-- EXCERPT --
## BEGIN
Let’s take a detailed look at the key trends which are impacting the sector.
Bank of England maintained a status quo: The bank of England is the apex authority in the UK which controls or direct the interest rate via its Monetary Policy Committee. The primary target of monetary policy is to manage inflation and provide support to the employment and thereby help in achieving economic growth. The apex bank maintained a status quo in the bank rate, which is the key policy rate despite a general expectation of the cut. The apex bank maintained a status quo and held the bank rate at 0.75% in its January 2020 policy meeting despite slowing economic growth and lower than targeted inflation. The low and stable employment rate, an uptick in employment growth and an expectation of pick-up in economic activities in the near-term gave the BOE confidence to maintain the status quo.
## END
-- INSTRUCTIONS --
**a.** From the passage above on the Bank of England's rate decision, list the aims it gives for monetary policy.
**b.** Answer these from the Bank of England passage above:
(i) At what level was the bank rate held?
(ii) In which policy meeting was it held there?
(iii) Through which body does the bank control or direct the interest rate?
**c.** Resume the passage on the Bank of England's rate decision, picking up after its final sentence.

-- SUPPLIED RECORDS --
## BEGIN
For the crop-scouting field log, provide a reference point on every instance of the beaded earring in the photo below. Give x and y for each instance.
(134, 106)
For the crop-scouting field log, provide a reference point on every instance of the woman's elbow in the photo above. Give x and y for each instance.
## END
## BEGIN
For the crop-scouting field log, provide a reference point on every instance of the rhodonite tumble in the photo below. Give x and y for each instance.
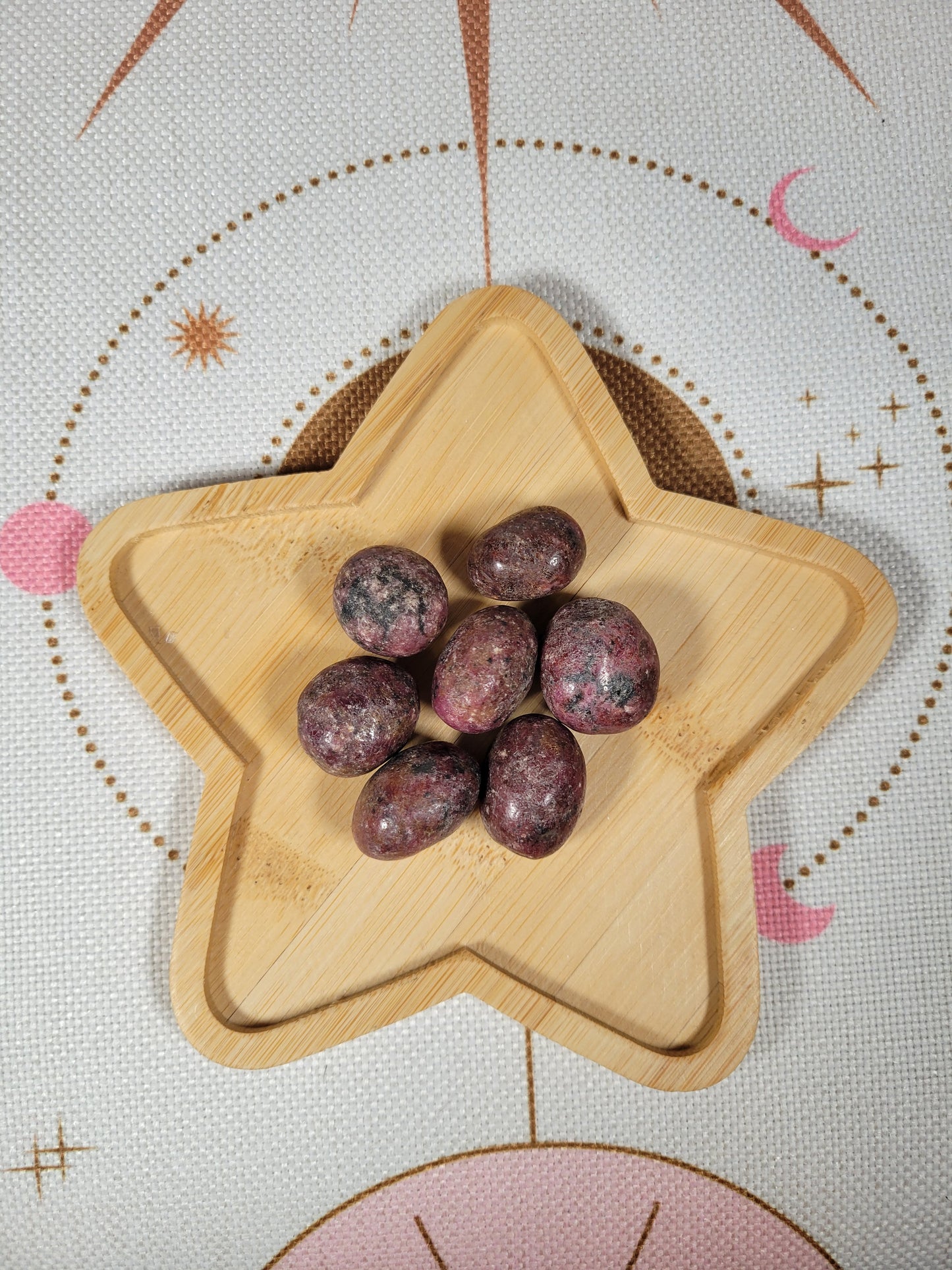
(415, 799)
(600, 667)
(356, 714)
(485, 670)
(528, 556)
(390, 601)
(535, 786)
## END
## BEGIN
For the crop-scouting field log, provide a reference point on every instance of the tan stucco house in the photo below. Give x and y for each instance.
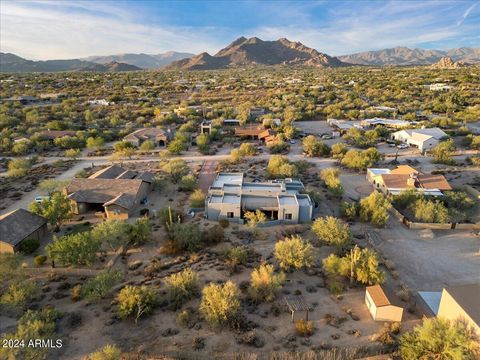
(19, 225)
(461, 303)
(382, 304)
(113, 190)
## END
-- TASK-BY-TASK OUTPUTS --
**a.**
- Manage inflation
- Provide support to employment
- Help in achieving economic growth

**b.**
(i) 0.75%
(ii) The January 2020 policy meeting
(iii) Its Monetary Policy Committee

**c.**
Inflation is below the central bank’s target: The central bank set a target for inflation at 2%. Since July 2020, the rate of inflation was continuously moving southward and reached 1.4% in December 2019 (lowest since October 2016), thereby putting pressure on the monetary authority to take corrective measures. However, January 2020 inflation number came at 1.8% (highest in the last six months) owing to a rise in prices of gas and electricity; fuels and lubricants; and clothing.
Employment uptick eased the pressure on the regulator: In Q4 2019, the UK employment rate reached a record high of 76.5%, up 0.6 percentage points over the year and 0.4 percentage points higher on the previous quarter. An uptick in the employment number provided the base for the apex bank’s decision to hold the key policy rate. Additionally, the unemployment rate was estimated at 3.8%, 0.2 percentage points lower than a year ago and 0.1 percentage point lower than a quarter ago. Between this period, the number of unemployed people was estimated at 1.29 million, which is 73k lower when compared to a year ago and 580k lower when compared to five-year ago. Average weekly earnings in Great Britain had moderated in Q4 to 2.9% for total pay and 3.2% for regular pay.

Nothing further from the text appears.